▶ **Excerpts of labeled region data**:
---------------
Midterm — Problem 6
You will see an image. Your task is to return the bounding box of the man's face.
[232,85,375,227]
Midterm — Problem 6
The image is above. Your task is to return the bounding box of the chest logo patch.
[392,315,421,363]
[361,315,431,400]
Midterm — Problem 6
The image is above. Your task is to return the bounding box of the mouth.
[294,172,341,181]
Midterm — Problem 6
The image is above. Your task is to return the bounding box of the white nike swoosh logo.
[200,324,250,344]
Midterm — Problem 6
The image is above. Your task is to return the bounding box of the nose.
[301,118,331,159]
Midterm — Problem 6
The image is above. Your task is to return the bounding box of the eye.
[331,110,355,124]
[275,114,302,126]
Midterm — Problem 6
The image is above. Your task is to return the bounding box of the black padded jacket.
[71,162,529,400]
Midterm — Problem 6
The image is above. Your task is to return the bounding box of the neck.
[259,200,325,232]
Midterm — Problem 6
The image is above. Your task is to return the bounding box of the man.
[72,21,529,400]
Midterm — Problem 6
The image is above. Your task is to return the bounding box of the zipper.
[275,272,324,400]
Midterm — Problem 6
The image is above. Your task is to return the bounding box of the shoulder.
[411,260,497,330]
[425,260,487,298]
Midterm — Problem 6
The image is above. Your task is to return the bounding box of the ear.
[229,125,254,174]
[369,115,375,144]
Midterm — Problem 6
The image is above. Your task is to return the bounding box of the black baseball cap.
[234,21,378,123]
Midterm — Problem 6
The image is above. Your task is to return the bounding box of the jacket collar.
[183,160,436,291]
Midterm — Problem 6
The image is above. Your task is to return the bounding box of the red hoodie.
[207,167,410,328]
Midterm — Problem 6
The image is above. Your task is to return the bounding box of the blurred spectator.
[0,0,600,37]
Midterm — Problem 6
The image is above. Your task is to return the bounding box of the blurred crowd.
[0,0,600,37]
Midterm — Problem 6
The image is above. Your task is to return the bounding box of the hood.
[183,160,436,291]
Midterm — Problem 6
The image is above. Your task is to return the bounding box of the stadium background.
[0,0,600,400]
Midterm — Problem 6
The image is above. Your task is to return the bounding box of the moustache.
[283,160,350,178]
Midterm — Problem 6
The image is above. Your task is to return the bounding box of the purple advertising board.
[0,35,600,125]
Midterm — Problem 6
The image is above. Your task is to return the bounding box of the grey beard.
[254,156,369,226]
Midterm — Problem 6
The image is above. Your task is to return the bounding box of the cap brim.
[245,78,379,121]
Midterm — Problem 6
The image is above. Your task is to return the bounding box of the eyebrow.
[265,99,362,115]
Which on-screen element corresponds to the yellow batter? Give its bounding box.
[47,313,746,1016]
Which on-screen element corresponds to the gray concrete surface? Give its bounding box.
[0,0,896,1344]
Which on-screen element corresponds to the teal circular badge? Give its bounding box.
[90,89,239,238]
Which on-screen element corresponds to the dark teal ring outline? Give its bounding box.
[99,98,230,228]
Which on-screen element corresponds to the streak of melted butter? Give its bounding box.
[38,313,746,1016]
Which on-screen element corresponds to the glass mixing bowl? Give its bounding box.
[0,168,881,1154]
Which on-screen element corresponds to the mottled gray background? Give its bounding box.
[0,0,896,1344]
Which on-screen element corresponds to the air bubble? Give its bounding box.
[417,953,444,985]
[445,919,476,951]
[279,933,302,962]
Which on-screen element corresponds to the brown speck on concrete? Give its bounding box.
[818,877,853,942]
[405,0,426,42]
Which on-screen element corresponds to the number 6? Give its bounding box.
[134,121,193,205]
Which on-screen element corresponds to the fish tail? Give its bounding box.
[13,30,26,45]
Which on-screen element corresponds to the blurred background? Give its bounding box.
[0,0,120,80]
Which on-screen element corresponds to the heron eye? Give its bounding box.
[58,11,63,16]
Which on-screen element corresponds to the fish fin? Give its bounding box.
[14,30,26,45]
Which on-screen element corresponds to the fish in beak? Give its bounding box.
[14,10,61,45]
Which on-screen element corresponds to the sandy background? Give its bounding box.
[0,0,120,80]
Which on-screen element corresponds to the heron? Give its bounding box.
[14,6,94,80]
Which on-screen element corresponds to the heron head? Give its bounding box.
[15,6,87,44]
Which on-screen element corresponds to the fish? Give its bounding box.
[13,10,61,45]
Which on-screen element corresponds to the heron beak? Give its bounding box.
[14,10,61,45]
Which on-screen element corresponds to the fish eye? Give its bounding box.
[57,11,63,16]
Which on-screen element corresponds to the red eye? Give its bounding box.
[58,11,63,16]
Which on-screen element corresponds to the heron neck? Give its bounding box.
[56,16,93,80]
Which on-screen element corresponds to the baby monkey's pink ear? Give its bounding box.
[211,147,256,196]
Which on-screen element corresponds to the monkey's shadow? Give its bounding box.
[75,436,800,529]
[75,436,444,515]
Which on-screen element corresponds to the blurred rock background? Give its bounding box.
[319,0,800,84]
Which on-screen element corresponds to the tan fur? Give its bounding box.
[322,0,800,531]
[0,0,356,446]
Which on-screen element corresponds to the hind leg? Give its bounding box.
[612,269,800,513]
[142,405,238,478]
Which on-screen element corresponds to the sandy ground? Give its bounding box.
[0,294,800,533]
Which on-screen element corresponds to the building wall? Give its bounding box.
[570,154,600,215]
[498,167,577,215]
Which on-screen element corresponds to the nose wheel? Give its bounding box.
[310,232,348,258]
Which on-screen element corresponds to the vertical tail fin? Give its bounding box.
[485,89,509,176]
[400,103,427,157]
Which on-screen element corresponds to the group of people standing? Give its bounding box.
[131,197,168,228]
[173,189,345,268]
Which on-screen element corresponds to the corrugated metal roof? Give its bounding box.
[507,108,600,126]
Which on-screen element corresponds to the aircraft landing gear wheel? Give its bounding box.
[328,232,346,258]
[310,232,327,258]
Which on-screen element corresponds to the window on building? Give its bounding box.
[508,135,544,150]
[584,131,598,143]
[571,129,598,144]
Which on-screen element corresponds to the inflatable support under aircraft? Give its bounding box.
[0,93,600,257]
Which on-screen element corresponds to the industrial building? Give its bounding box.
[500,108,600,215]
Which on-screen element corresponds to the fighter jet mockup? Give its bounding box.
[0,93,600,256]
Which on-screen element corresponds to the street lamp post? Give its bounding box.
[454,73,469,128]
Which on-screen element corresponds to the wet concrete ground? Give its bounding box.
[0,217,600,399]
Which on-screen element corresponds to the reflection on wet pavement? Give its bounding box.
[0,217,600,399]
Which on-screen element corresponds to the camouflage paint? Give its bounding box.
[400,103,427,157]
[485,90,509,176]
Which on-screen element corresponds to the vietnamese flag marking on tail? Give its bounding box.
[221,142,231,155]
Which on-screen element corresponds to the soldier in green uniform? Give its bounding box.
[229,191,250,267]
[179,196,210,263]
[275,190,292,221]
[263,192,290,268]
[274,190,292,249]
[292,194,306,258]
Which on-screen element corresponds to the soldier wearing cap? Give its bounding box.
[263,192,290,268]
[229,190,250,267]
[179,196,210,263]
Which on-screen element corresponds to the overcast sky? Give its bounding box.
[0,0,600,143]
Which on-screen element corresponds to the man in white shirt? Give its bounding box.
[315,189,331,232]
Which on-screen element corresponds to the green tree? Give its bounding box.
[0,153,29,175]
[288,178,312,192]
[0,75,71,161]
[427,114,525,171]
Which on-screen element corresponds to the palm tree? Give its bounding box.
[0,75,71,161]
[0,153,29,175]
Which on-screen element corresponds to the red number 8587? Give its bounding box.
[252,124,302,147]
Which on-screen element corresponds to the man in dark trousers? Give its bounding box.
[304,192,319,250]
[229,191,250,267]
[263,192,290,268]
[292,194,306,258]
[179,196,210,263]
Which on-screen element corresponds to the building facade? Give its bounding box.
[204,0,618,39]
---------------
▶ **BRIEF**:
Copy out every line of the material above, word for word and in the same order.

▶ **FULL ANSWER**:
Midterm — Problem 6
You will see an image. Your task is to return the bounding box of the man's face.
[232,85,375,227]
Midterm — Problem 6
The image is above. Your task is to return the bounding box of the chest logo patch.
[392,315,421,363]
[361,315,431,400]
Midterm — Problem 6
The image is above. Your task is to return the bounding box of the mouth.
[294,172,341,181]
Midterm — Problem 6
The image is above. Your task is to return the bounding box of the white nike swoosh logo.
[200,324,250,344]
Midterm — Problem 6
The image is above. Your task is to return the bounding box of the nose.
[301,118,331,159]
Midterm — Problem 6
The image is above. Your task is to return the bounding box of the eye.
[331,110,355,124]
[275,114,302,126]
Midterm — Problem 6
The image is above. Your task is to return the bounding box of the black padded jacket.
[71,162,529,400]
Midterm — Problem 6
The image is above. Your task is to return the bounding box of the neck.
[259,200,325,232]
Midterm — Problem 6
The image is above. Your task is to return the bounding box of the man.
[72,21,529,400]
Midterm — Problem 6
The image is above. Your task is to return the bounding box of the zipper.
[275,272,324,400]
Midterm — Problem 6
The image is above. Your task is to return the bounding box of the shoulder.
[411,260,497,330]
[425,260,487,298]
Midterm — Problem 6
The image is above. Your task is to return the bounding box of the ear.
[229,125,254,174]
[369,115,375,144]
Midterm — Problem 6
The image is above. Your task is to return the bounding box of the black baseball cap.
[234,21,378,123]
Midterm — Problem 6
The image is above. Your task is to return the bounding box of the jacket collar.
[183,160,436,291]
Midterm — Problem 6
The image is above. Your task is to return the bounding box of the red hoodie.
[207,167,410,328]
Midterm — Problem 6
The image is above. Your task is to return the bounding box of the blurred spectator.
[0,0,600,37]
Midterm — Problem 6
The image is above. Your task is to return the bounding box of the blurred crowd.
[0,0,600,37]
Midterm — Problem 6
The image is above. Your task is to return the bounding box of the hood.
[183,160,436,291]
Midterm — Problem 6
The image is above. Your task is to return the bounding box of the stadium background.
[0,0,600,400]
Midterm — Problem 6
The image is above. Your task is to return the bounding box of the moustache.
[283,160,350,178]
Midterm — Problem 6
The image is above. Your task is to return the bounding box of the purple advertising board.
[0,35,600,125]
Midterm — Problem 6
The image is above. Your task is to return the bounding box of the grey beard.
[254,156,369,226]
Midterm — Problem 6
The image is above. Your task is to return the bounding box of the cap brim.
[245,78,379,121]
Midterm — Problem 6
The image is above. Your task is to return the bounding box of the eyebrow.
[265,99,362,115]
Which on-screen element corresponds to the yellow batter? Give its bounding box.
[47,313,746,1016]
Which on-screen element corresponds to the gray concrete surface? Give its bounding box.
[0,0,896,1344]
Which on-screen element corresponds to the teal circular badge? Give its bounding box.
[90,89,239,238]
Which on-screen element corresponds to the dark teal ring outline? Give its bounding box.
[99,98,230,228]
Which on-screen element corresponds to the streak of melted butter? Give its bounding box.
[38,313,746,1016]
Which on-screen element corresponds to the glass mixing bowl? Give its bounding box.
[0,168,881,1154]
Which on-screen element corresponds to the mottled gray background? Give its bounding box.
[0,0,896,1344]
Which on-screen element corresponds to the air bubble? Give its bounding box.
[417,953,444,985]
[445,919,476,951]
[279,933,302,962]
Which on-screen element corresponds to the brown speck on concrete? Give its bounding box.
[818,877,853,942]
[405,0,426,42]
Which on-screen element corresponds to the number 6? Give its bounding box.
[134,121,193,205]
Which on-screen element corresponds to the fish tail? Give its bounding box.
[13,30,26,45]
Which on-screen element corresponds to the blurred background? Give its bounding box.
[0,0,120,80]
Which on-screen element corresponds to the heron eye? Give its bounding box.
[58,11,63,16]
Which on-screen element corresponds to the fish fin? Give its bounding box.
[14,30,26,45]
Which on-screen element corresponds to the fish in beak? Give its bounding box.
[14,10,61,45]
Which on-screen element corresponds to the sandy background? Give its bounding box.
[0,0,120,80]
Which on-screen element corresponds to the heron? Give its bounding box.
[14,6,94,80]
Which on-screen element corresponds to the heron head? Give its bounding box.
[15,6,87,44]
Which on-screen element corresponds to the fish? Give its bounding box.
[13,10,61,45]
Which on-screen element corresponds to the heron beak? Give its bounding box.
[14,10,61,45]
Which on-screen element corresponds to the fish eye? Give its bounding box.
[57,11,63,16]
Which on-screen element corresponds to the red eye? Give its bounding box.
[58,11,63,16]
Which on-screen element corresponds to the heron neck? Give its bounding box.
[56,16,93,80]
Which on-screen element corresponds to the baby monkey's pink ear? Give its bounding box.
[211,147,256,196]
Which on-screen element corresponds to the monkey's shadow? Give its bounding box.
[75,436,800,529]
[75,436,444,515]
Which on-screen element corresponds to the blurred rock background? Give its bounding box.
[319,0,800,84]
Which on-screen element corresponds to the tan fur? Give its bounding box.
[322,0,800,531]
[0,0,356,446]
Which on-screen element corresponds to the hind leg? Give its bounding box.
[612,269,800,513]
[142,405,238,478]
Which on-screen element corresponds to the sandy ground? Give its bounding box.
[0,294,800,533]
Which on-screen element corresponds to the building wall? Give its bounding box.
[570,154,600,215]
[498,167,577,215]
Which on-screen element corresponds to the nose wheel? Give its bounding box.
[310,232,348,258]
Which on-screen element corresponds to the vertical tail fin? Give its bounding box.
[485,89,509,176]
[400,103,427,157]
Which on-screen element corresponds to the group of people standing? Give its bounding box.
[131,197,168,228]
[173,189,345,268]
Which on-screen element corresponds to the corrugated metal roof? Give its bounding box.
[507,108,600,126]
Which on-screen element corresponds to the aircraft landing gear wheel? Give its bounding box.
[328,232,346,258]
[310,232,327,258]
Which on-screen element corresponds to the window on building? Give its bounding box.
[508,135,544,150]
[584,131,598,143]
[571,129,598,144]
Which on-screen element corresponds to the inflatable support under aircraft? Give its bounding box.
[0,93,600,257]
Which on-screen element corresponds to the industrial building? Give its bounding box.
[500,108,600,215]
Which on-screen element corresponds to the fighter jet mockup? Give its bounding box.
[0,93,600,256]
Which on-screen element corresponds to the street lamp post? Give its bounding box.
[454,73,469,128]
Which on-screen element corresponds to the wet concrete ground? Give its bounding box.
[0,217,600,399]
Which on-screen element corresponds to the reflection on wet pavement? Give its bounding box.
[0,217,600,399]
Which on-screen element corresponds to the camouflage paint? Give its bounding box.
[400,103,427,157]
[485,90,509,176]
Which on-screen element corresponds to the vietnamese flag marking on tail? Give its bounding box.
[221,142,231,155]
Which on-screen element corresponds to the soldier in green uniform? Give its bounding box.
[229,191,250,267]
[179,196,210,263]
[275,190,292,221]
[263,192,290,268]
[274,190,292,249]
[292,194,306,258]
Which on-screen element corresponds to the soldier wearing cap? Give its bounding box.
[263,192,290,268]
[229,190,250,267]
[179,196,210,263]
Which on-screen element corresponds to the overcast sky? Give its bounding box.
[0,0,600,143]
Which on-screen element corresponds to the man in white shirt? Give its bounding box.
[315,189,331,232]
Which on-screen element corresponds to the green tree? Give its bounding box.
[0,153,29,175]
[288,178,312,192]
[0,75,71,161]
[427,114,525,171]
Which on-screen element corresponds to the palm tree? Give its bounding box.
[0,75,71,161]
[0,153,29,175]
Which on-screen element corresponds to the red number 8587? Give its bounding box.
[252,124,302,147]
Which on-screen element corresponds to the man in dark trousers? Give its bounding box.
[304,192,319,250]
[229,191,250,267]
[263,192,290,268]
[292,194,306,258]
[179,196,210,263]
Which on-screen element corresponds to the building facade? Give its bounding box.
[204,0,618,39]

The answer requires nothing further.